- _WORK TASK_
Rewrite the page text starting with "3. Key Contributions" and going on through "on random topologies.", replacing "mean-field corrections" with "mean-field approximations".

- _PAGE TEXT_
━━━━━━━━━━

3. Key Contributions

• Generalized Framework: The paper extends mean-field corrections from regular lattices to Random Regular Graphs, creating a general framework for equivalent corrections on random topologies.
• Multi-Shell Resolution: The MPM resolves the full hierarchy of spatial correlations at every network distance, capturing how infection clustering decays with distance.
• Analytical Corrections: The authors derive closed-form asymptotic expansions for the endemic infection density and pairwise correlations, explicitly showing how finite connectivity suppresses infection prevalence compared to classical mean-field predictions.
• Critical Threshold Refinement: The work provides a refined expression for the critical spreading rate ($\Lambda_c$) on RRGs, correcting the standard mean-field threshold ($\Lambda=1$) and the SPM threshold by accounting for higher-order spatial correlations.

4. Key Results

• Superior Accuracy: Numerical simulations demonstrate that the MPM predictions for global infection density and correlation functions agree significantly better with discrete simulations than both the mean-field model and the SPM.

━━━━━━━━━━

- _COLLECTED MATERIAL_
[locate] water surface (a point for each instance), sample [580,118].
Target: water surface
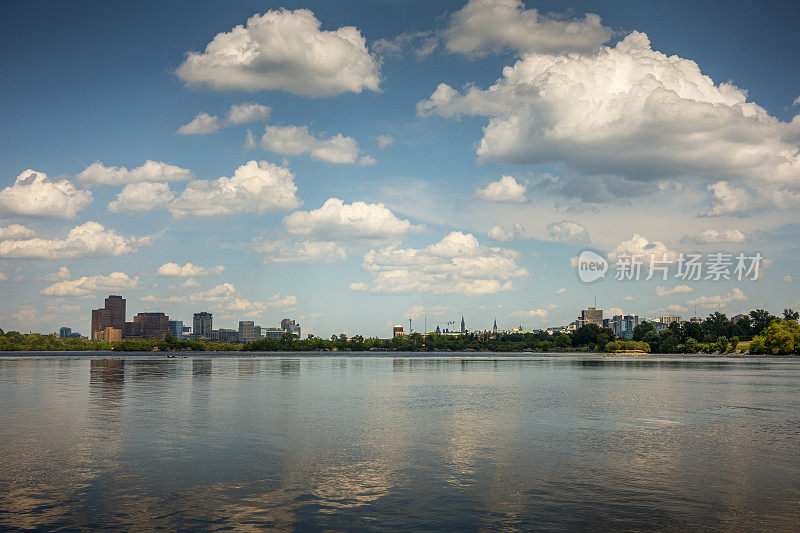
[398,442]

━━━━━━━━━━

- _EXPECTED ANSWER_
3. Key Contributions

• Generalized Framework: The paper extends mean-field approximations from regular lattices to Random Regular Graphs, creating a general framework for equivalent corrections on random topologies.